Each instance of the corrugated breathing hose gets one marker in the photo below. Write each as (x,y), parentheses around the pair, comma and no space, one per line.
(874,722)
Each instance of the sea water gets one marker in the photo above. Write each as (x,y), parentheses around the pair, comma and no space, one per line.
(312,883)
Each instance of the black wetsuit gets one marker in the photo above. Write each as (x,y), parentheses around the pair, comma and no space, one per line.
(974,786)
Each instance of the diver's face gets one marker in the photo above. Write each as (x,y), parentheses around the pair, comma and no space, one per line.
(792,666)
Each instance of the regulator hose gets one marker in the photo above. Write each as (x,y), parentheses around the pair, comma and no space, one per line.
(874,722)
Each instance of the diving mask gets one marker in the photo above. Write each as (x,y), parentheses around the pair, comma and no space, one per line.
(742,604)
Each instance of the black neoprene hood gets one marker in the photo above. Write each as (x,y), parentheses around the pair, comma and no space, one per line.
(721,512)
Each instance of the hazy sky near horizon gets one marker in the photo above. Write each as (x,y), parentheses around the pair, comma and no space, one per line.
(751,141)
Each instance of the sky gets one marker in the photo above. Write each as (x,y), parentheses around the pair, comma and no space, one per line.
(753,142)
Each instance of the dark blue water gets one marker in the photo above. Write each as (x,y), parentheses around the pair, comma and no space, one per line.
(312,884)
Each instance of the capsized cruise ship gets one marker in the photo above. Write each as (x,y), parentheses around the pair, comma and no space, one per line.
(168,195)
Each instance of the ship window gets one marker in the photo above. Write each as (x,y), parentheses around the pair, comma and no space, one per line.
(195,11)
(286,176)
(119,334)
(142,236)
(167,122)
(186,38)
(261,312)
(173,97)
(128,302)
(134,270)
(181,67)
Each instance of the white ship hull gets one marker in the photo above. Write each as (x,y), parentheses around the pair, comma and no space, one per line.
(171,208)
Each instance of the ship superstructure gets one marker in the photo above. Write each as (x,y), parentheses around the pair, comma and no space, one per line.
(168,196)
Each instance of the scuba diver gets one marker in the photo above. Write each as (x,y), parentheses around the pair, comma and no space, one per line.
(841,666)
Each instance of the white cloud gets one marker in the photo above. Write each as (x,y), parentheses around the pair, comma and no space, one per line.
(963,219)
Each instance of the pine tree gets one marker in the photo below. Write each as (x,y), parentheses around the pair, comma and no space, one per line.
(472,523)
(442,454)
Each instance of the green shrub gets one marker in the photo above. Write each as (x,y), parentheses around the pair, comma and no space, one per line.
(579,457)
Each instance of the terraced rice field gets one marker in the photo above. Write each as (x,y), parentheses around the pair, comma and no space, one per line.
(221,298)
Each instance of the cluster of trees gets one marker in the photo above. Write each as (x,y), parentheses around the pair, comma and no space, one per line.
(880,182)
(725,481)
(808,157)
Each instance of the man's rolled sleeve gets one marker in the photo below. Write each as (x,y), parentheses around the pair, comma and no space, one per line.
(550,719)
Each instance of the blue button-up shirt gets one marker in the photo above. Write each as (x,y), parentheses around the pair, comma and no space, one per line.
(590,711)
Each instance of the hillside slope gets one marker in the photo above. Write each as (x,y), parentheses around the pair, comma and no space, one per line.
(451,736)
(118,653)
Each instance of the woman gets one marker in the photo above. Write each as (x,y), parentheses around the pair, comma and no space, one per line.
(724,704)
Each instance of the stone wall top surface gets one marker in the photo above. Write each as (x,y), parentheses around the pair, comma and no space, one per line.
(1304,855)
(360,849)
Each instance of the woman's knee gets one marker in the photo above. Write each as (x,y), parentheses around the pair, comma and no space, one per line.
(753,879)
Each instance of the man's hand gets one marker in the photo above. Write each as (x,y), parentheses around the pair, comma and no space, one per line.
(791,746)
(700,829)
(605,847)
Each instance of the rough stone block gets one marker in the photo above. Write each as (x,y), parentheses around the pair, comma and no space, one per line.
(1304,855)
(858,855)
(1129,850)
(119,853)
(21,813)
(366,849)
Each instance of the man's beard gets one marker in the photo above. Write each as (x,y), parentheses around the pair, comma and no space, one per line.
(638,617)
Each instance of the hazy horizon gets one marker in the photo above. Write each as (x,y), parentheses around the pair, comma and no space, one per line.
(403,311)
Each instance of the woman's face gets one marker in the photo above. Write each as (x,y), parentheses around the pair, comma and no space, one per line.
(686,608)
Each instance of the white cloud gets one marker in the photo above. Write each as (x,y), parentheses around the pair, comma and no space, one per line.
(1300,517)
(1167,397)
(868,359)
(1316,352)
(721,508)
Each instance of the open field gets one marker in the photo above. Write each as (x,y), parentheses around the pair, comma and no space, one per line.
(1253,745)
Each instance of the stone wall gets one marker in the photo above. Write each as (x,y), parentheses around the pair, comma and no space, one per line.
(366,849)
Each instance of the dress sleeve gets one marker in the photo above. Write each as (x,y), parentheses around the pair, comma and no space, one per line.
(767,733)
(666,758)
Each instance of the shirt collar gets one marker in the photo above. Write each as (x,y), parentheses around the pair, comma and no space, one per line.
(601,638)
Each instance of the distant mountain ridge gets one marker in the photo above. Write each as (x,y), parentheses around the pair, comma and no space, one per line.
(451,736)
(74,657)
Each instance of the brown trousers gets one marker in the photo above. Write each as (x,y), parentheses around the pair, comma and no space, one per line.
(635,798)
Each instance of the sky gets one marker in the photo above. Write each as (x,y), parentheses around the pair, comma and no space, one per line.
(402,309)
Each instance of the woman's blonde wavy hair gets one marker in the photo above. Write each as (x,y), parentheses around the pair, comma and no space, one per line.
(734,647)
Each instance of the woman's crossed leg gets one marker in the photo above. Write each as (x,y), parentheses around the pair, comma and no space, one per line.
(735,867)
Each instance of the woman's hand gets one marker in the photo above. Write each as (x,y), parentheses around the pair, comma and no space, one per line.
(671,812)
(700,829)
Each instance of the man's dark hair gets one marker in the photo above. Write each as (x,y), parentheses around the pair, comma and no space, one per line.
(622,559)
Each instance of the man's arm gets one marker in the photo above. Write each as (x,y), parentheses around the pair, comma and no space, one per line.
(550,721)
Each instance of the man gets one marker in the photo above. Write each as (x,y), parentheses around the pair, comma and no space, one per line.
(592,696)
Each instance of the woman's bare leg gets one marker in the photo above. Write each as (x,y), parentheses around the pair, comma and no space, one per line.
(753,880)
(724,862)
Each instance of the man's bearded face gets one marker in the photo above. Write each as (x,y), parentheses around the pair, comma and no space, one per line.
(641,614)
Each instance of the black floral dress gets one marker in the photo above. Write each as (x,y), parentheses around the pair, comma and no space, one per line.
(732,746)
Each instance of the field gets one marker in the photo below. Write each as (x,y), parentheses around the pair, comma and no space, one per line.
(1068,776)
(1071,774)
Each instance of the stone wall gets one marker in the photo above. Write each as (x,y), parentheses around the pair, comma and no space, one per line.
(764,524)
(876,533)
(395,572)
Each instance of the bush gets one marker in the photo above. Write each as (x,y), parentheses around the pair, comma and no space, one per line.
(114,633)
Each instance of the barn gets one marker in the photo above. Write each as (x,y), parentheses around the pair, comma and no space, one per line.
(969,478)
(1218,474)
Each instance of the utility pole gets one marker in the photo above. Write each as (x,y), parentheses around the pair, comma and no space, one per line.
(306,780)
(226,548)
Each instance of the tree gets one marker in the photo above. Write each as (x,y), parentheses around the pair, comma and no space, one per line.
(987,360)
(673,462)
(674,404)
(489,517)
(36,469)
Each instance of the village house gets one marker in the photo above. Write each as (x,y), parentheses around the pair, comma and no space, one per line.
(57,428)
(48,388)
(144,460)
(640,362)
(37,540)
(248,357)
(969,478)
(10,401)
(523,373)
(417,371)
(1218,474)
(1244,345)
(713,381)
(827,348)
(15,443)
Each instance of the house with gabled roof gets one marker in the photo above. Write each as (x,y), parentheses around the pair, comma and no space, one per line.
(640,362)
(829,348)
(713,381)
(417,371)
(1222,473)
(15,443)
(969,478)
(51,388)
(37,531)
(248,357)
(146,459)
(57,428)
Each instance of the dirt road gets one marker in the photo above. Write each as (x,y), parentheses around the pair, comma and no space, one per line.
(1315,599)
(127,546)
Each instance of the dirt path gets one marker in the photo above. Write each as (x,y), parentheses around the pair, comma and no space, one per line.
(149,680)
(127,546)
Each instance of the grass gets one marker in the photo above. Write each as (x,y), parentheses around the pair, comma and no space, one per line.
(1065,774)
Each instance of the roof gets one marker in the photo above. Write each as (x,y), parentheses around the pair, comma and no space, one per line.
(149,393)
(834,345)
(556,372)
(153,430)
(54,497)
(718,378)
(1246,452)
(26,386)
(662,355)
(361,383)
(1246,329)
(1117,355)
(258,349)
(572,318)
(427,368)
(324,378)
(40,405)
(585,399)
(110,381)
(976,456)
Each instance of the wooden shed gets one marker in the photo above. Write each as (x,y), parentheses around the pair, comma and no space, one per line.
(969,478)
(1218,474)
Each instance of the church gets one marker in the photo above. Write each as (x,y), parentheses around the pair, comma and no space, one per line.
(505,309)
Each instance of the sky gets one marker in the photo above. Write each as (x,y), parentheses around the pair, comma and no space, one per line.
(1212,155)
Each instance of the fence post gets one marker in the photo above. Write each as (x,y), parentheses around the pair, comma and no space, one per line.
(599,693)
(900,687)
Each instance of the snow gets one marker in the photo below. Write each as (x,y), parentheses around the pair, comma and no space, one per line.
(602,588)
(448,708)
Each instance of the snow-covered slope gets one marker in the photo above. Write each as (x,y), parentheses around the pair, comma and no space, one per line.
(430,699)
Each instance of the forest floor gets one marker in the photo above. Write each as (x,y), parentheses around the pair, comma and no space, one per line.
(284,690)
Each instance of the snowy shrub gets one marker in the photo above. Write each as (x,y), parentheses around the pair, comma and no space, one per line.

§ THE REQUEST:
Can you write out the stretch from the line containing "Each instance of the snow-covered" through the end of the data again, swapping "marker" for "dot" and leaving everything else unchanged?

§ TASK RESPONSE:
Each instance of the snow-covered slope gets one dot in the photo above. Write each as (x,y), parentheses around the pair, comma and no space, one per line.
(430,699)
Each instance of the forest floor gets one dot in the photo above. Write each as (x,y), parentheses around the pair, comma and no space, one per line.
(284,690)
Each instance of the snowy shrub gets one dot in the photo above. Write each as (x,y), parentheses around the pair, comma and no space, one per line.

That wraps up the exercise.